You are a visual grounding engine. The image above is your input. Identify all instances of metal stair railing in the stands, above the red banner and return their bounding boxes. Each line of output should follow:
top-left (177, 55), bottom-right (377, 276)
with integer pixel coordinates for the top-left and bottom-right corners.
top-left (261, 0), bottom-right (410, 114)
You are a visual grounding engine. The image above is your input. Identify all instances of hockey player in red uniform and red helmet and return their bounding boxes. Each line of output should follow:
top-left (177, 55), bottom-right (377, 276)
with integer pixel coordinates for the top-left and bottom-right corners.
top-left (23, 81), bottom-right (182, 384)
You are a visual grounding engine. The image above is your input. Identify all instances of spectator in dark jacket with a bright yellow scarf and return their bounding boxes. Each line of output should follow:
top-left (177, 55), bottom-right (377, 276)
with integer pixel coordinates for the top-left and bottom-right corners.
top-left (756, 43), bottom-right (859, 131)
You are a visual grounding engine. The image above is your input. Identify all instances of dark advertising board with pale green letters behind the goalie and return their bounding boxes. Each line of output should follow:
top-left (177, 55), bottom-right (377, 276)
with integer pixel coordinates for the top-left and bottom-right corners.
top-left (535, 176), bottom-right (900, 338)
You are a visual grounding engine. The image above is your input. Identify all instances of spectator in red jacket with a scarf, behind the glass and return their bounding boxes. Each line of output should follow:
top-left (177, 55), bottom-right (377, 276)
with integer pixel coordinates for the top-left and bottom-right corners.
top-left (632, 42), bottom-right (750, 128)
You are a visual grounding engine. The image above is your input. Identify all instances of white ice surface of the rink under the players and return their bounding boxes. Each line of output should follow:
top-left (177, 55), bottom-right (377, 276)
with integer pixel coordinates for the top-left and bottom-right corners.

-------------------------

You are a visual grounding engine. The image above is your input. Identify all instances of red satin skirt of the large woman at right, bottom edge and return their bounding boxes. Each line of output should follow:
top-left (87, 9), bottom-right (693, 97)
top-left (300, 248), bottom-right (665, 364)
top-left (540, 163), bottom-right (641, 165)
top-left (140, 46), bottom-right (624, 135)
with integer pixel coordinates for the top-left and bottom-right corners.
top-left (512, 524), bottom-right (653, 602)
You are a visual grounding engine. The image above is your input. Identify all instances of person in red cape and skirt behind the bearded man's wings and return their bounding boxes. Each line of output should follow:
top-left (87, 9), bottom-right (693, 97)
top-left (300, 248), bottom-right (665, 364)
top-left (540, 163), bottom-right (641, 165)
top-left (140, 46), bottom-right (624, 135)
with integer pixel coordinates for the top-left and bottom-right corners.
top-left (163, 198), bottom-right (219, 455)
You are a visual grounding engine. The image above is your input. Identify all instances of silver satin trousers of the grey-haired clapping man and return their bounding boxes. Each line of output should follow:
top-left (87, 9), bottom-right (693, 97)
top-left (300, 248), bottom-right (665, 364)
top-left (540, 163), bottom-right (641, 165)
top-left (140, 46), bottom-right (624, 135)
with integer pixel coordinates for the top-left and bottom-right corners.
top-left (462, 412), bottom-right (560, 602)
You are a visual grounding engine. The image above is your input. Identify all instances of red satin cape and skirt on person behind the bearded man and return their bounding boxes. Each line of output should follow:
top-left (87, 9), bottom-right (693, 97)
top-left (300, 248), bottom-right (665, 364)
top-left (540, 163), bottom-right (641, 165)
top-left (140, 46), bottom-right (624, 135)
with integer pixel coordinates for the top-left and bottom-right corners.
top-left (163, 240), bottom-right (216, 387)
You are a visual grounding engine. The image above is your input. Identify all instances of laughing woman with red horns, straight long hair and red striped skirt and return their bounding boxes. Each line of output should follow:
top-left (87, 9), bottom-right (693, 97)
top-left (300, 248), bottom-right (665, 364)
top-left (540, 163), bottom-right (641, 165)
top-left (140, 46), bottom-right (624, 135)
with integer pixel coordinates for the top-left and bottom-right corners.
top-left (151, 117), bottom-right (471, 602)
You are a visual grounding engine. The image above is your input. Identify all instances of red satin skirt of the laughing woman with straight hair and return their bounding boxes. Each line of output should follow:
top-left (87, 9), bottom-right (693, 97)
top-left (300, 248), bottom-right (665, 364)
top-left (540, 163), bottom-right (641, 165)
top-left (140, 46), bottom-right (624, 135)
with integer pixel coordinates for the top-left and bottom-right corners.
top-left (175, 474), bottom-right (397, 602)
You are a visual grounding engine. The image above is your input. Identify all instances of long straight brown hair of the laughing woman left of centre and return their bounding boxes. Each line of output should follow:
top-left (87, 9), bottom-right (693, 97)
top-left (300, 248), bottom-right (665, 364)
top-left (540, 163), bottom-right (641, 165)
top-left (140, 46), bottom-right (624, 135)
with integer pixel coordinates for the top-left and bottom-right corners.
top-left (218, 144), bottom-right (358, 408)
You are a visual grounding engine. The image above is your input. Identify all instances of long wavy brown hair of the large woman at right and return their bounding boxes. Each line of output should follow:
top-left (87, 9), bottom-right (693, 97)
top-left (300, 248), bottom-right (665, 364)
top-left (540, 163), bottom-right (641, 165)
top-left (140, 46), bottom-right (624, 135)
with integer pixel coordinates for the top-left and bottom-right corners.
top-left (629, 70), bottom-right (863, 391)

-------------------------

Where the string "straight" appears in a line of the listing, copy that line.

You are a visual grounding engine. The image above is your input. Identify all instances of laughing woman with red horns, straight long hair and red striped skirt and return their bounding boxes. Each line of output should follow:
You are a visual grounding engine. The image above is your input. Identify all instances of red satin skirt of the laughing woman with straight hair and return their bounding boxes. Each line of output should follow:
You are a visual grounding engine. The image above is your input. Identify all instances of long straight brown hair of the laughing woman left of centre and return their bounding boxes. Each line of output should follow:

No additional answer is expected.